## START SUPPLIED DATA

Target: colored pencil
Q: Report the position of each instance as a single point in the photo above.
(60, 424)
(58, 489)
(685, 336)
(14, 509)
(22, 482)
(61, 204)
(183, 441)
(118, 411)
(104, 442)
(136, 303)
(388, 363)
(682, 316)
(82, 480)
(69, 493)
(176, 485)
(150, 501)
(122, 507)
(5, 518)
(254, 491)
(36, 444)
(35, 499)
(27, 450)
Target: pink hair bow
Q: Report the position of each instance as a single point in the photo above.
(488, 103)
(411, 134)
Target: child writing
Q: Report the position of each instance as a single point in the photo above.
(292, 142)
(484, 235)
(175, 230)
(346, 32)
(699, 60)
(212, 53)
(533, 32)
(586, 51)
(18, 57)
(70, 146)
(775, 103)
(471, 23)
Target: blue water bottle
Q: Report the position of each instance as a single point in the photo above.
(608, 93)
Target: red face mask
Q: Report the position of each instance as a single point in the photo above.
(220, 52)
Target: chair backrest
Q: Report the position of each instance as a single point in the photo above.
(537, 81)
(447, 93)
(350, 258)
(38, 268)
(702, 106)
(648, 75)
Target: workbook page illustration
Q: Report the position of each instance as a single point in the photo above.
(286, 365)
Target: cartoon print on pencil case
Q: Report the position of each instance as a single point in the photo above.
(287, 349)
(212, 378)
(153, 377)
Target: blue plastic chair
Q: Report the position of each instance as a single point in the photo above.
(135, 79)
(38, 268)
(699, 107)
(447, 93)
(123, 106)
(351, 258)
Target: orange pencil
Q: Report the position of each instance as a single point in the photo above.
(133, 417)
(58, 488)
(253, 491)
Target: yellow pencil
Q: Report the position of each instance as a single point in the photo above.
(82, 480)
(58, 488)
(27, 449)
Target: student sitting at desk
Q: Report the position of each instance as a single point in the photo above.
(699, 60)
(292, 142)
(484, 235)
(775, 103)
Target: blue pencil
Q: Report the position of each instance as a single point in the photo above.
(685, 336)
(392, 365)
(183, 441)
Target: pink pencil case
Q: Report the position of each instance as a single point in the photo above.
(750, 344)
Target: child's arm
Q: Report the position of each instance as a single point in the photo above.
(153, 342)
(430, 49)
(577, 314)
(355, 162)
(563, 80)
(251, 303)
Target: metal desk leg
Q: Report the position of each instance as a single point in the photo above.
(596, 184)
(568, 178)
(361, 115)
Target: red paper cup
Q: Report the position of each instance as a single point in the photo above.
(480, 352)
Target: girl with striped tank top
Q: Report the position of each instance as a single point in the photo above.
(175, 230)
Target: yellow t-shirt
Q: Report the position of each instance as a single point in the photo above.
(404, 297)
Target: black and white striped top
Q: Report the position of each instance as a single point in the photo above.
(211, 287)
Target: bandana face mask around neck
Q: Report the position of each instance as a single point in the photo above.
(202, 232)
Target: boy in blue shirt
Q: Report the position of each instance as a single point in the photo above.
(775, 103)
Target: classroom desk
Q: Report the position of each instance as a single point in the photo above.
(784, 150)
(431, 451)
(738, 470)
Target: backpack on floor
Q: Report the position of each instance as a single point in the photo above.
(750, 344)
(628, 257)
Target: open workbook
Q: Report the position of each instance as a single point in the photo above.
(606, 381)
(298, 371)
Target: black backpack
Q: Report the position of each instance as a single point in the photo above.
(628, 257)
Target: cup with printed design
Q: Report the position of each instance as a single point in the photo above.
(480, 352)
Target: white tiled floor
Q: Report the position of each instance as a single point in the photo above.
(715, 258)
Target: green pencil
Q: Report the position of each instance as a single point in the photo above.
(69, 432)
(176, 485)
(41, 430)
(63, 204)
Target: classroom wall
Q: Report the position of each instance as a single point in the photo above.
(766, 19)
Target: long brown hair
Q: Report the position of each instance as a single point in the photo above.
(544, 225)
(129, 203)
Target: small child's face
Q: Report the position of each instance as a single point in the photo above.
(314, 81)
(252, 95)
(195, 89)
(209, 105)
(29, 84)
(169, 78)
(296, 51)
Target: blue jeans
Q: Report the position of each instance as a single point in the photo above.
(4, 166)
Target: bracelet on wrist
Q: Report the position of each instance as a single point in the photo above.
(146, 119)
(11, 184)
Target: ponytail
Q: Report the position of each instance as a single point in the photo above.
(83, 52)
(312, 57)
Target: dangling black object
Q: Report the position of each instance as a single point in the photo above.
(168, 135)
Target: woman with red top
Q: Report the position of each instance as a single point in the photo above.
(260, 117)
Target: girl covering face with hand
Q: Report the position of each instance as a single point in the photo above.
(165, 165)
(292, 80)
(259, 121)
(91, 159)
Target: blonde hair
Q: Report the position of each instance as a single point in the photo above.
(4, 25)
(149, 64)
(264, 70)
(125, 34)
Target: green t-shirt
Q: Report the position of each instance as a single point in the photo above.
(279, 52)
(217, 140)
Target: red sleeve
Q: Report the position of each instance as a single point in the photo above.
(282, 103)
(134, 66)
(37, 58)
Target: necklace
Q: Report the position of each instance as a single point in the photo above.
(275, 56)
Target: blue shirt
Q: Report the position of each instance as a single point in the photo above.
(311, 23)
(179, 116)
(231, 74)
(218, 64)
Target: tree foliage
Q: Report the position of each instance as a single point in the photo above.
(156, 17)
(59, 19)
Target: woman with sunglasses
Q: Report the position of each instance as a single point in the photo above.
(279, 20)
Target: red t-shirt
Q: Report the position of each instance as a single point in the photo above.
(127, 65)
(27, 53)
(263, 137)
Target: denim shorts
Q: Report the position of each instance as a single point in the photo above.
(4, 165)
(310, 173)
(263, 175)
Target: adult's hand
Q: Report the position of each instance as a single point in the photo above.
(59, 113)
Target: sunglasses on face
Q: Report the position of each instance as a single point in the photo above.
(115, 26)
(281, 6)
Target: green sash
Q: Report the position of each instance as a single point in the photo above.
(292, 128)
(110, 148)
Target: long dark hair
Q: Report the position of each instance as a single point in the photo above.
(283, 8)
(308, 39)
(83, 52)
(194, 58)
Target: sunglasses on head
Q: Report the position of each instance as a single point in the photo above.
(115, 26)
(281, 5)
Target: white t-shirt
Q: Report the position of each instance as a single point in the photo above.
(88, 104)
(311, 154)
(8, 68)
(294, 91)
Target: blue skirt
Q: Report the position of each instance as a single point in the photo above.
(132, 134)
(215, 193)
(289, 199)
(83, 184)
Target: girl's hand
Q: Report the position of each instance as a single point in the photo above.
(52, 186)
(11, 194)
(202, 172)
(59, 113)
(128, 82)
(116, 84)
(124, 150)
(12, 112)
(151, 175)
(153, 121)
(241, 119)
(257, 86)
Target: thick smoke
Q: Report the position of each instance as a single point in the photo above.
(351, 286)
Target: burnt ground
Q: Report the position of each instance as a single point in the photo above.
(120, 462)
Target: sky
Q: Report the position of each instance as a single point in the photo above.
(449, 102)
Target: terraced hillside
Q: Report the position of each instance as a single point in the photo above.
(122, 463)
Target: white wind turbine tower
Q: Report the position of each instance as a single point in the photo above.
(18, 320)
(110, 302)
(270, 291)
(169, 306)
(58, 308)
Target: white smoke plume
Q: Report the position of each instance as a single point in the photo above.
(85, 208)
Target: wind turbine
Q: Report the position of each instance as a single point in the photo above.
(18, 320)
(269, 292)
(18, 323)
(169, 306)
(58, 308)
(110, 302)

## END SUPPLIED DATA

TASK GOAL —
Transcribe the records above exactly as they appear.

ANSWER TO THIS EXERCISE —
Target: colored pencil
Q: Report the position of each instance as a single point in the photo above.
(60, 424)
(58, 489)
(685, 336)
(14, 509)
(22, 482)
(61, 204)
(183, 441)
(118, 411)
(104, 442)
(136, 303)
(388, 363)
(682, 316)
(82, 480)
(69, 493)
(176, 485)
(150, 501)
(122, 507)
(5, 518)
(254, 491)
(36, 444)
(35, 499)
(27, 450)
Target: pink hair bow
Q: Report the position of each instance as a single point in the photo above.
(488, 103)
(411, 134)
Target: child writing
Q: Report the position of each instance as a single point in the photo above.
(292, 142)
(484, 235)
(175, 230)
(346, 32)
(699, 60)
(212, 53)
(533, 32)
(586, 51)
(18, 57)
(70, 146)
(775, 103)
(471, 23)
Target: blue water bottle
Q: Report the position of each instance as a single point in the photo above.
(608, 93)
Target: red face mask
Q: Report the position of each instance as a single point in the photo above.
(220, 52)
Target: chair backrest
Q: Report the position of each instance as a single point in the photo above.
(537, 81)
(447, 93)
(350, 258)
(38, 268)
(702, 106)
(648, 75)
Target: workbook page illustration
Q: Report the position of each instance as a single point in the photo above.
(286, 365)
Target: cartoon print on pencil case
Q: Report the position of each instance as a single point in the photo above.
(287, 349)
(212, 378)
(153, 377)
Target: blue plastic chair
Q: Report the position of each instance as a single point in the photo above.
(135, 79)
(38, 268)
(699, 107)
(447, 93)
(123, 106)
(351, 258)
Target: orange pencil
Q: Report the position of each instance as a single point in the photo above.
(133, 417)
(58, 488)
(253, 491)
Target: yellow pencil
Q: Report the position of each instance as a single point in the photo above.
(82, 480)
(58, 488)
(27, 449)
Target: student sitting at desk
Q: Report the position of each instance as a single point in the photo above.
(699, 60)
(292, 142)
(484, 235)
(775, 103)
Target: blue pencil
Q: Report the position of each instance as a single point in the photo above.
(685, 336)
(392, 365)
(183, 441)
Target: pink pencil case
Q: Report the position of each instance as a single point in the photo above.
(750, 344)
Target: child's arm
Q: Report the position of each instance as a single point in the photo above.
(153, 342)
(430, 49)
(577, 314)
(355, 162)
(563, 80)
(251, 303)
Target: metal desk leg
Q: Report the position of each instance as a single point in the photo above.
(596, 184)
(568, 178)
(361, 115)
Target: red paper cup
Q: Report the position of each instance as a single point in the photo above.
(480, 352)
Target: girl with striped tank top
Q: Report the position of each instance as a single point in the photo above.
(175, 230)
Target: yellow t-shirt
Q: Report the position of each instance as a single point in the photo above.
(404, 297)
Target: black and white striped top
Q: Report the position of each instance as a single point in the photo above.
(211, 287)
Target: bandana face mask around neck
Q: Report the position of each instance as a single point in the photo above.
(202, 232)
Target: boy in blue shirt
Q: Report the position of each instance as a single point in the photo above.
(775, 103)
Target: classroom desk
Q: Report the position of each instance as a single point in the photo above.
(784, 150)
(431, 451)
(738, 470)
Target: backpack on floor
Q: Report the position of each instance as a single point in the photo above.
(750, 344)
(628, 257)
Target: open workbook
Q: Report the position of each instance as a single point in the photo above.
(606, 381)
(298, 371)
Target: black backpack
Q: Report the position of each instance as a single point in the photo above.
(628, 257)
Target: cup with printed design
Q: Report the position of each instance as a single point in the photo above.
(480, 352)
Target: white tiled floor
Q: Report the position of each instance as a single point in the photo above.
(715, 258)
Target: green pencil
Q: Report the position of each instance as a single point in the photo above.
(69, 432)
(176, 485)
(41, 430)
(63, 204)
Target: classroom wall
Q: Report the position of each instance as a single point in the photo above.
(766, 19)
Target: long brown hair
Q: Report the position of each instance as a single point in the photo above.
(544, 225)
(129, 203)
Target: small child's face
Q: Report the position of each instance as a single point in the photo above.
(314, 81)
(252, 95)
(195, 89)
(209, 105)
(29, 84)
(169, 78)
(296, 51)
Target: blue jeans
Q: Report the position of each instance as a single point in the photo above.
(4, 166)
Target: bracelet on wrist
Q: Report the position of each instance as a single point in the photo above.
(146, 119)
(11, 184)
Target: ponytail
Q: Report the position of each instance as a single point in the photo above.
(83, 52)
(312, 57)
Target: dangling black object
Q: Report the position of each instance as a single point in the photo above.
(168, 135)
Target: woman with red top
Q: Report the position of each instance as a single point in the photo above.
(260, 117)
Target: girl covering face with hand
Q: Report the position of each instance as a single point in the photo above.
(165, 165)
(292, 80)
(259, 121)
(91, 159)
Target: blonde hair
Q: Report the position of each instance as a single point in the photo above.
(4, 25)
(149, 64)
(264, 70)
(125, 34)
Target: green t-shirt
Q: Report the position of each instance as a single point in the photo above.
(279, 52)
(217, 140)
Target: red sleeve
Q: Report the position of each instance as a single point in the photo above.
(282, 103)
(134, 66)
(37, 58)
Target: necklace
Q: Report the position of each instance as a single point in the photo above.
(275, 56)
Target: blue shirt
Q: Report the position of each instance as a single point in the photo above.
(311, 23)
(179, 116)
(231, 74)
(218, 64)
Target: tree foliage
Q: Report the position of each instance as a single point in the photo above.
(156, 17)
(59, 19)
Target: woman with sunglasses
Q: Report the position of each instance as a single point in the photo above.
(279, 20)
Target: red t-shirt
Q: Report the position of each instance as a single point in the photo above.
(127, 65)
(27, 53)
(263, 137)
Target: denim shorts
Q: Report the position of each instance as a single point in the photo above.
(4, 165)
(310, 173)
(263, 175)
Target: adult's hand
Q: Report the position of each instance as a single point in the photo above.
(59, 113)
Target: sunglasses on face
Q: Report the position of each instance as a single point in the photo above.
(115, 26)
(281, 6)
Target: green sash
Q: Report the position of each instance as a single point in the photo above.
(292, 128)
(110, 148)
Target: long dark hair
Q: Report the position of each instance as a single point in the photo above.
(283, 8)
(308, 39)
(83, 52)
(194, 58)
Target: sunglasses on head
Q: Report the position of each instance as a single point in the photo above.
(115, 26)
(281, 5)
Target: white t-shirt
Q: Report the position of each instance as a single point in the photo above.
(88, 104)
(311, 154)
(8, 68)
(294, 91)
Target: blue skirt
Q: Report the position of each instance as a single point in the photo above.
(132, 134)
(215, 193)
(289, 199)
(83, 184)
Target: girl's hand
Q: Report the position of each instance as a single point in the photo above.
(52, 186)
(11, 194)
(202, 172)
(59, 113)
(128, 82)
(116, 84)
(124, 150)
(12, 112)
(151, 175)
(153, 121)
(241, 119)
(257, 86)
Target: thick smoke
Q: Report the position of each instance as a single point in the photo above.
(351, 286)
Target: burnt ground
Q: Report the position of each instance as a single point in the photo above.
(120, 462)
Target: sky
Q: Report the position of each instance as a single point in the photo above.
(449, 102)
Target: terraced hillside
Q: Report the position of each instance as a single point in the photo above.
(122, 463)
Target: white wind turbine tower
Q: Report the position of each instance as a single point in the photo above.
(18, 320)
(110, 302)
(270, 291)
(169, 306)
(58, 308)
Target: white smoke plume
Q: Report the position of each instance as a single point in the photo above.
(85, 208)
Target: wind turbine
Q: Report the position of each instance as a single point in the photo above.
(18, 320)
(269, 292)
(18, 323)
(169, 306)
(58, 308)
(110, 302)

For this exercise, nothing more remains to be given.